_Task material_
==========

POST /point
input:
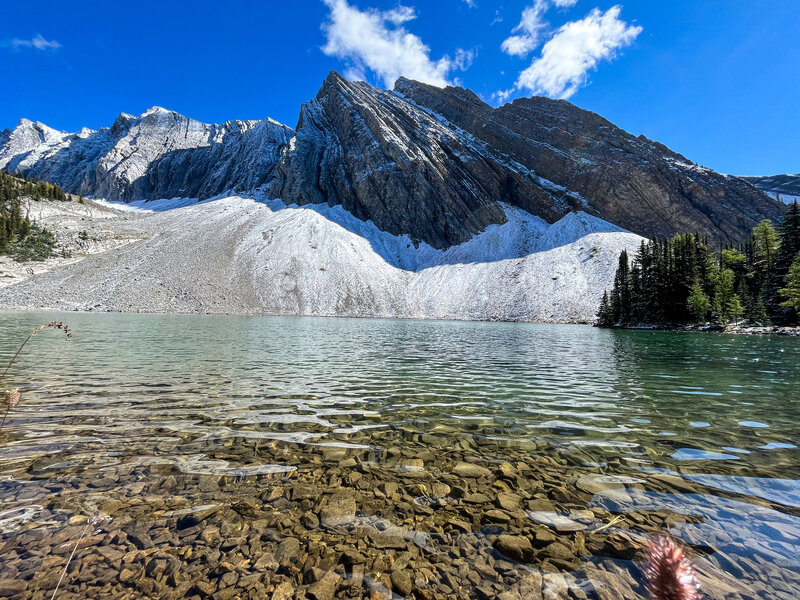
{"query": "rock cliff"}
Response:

==========

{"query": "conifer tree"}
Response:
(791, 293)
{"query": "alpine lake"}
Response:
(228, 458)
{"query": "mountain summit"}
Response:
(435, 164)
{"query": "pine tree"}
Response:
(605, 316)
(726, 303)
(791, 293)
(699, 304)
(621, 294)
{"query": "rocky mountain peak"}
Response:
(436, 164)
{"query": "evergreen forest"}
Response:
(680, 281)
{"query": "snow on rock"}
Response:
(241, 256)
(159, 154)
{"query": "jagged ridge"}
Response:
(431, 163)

==========

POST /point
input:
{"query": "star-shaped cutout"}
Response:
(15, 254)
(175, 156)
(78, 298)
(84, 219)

==========

_What the exercise asks_
Go line by line through the data, copying each one that contains the word "query".

_Answer below_
{"query": "rock cliff"}
{"query": "conifer tree"}
{"query": "alpine lake"}
{"query": "mountain summit"}
{"query": "pine tree"}
{"query": "rocky mountain peak"}
{"query": "evergreen forest"}
{"query": "snow on rock"}
{"query": "jagged ridge"}
{"query": "star-shaped cutout"}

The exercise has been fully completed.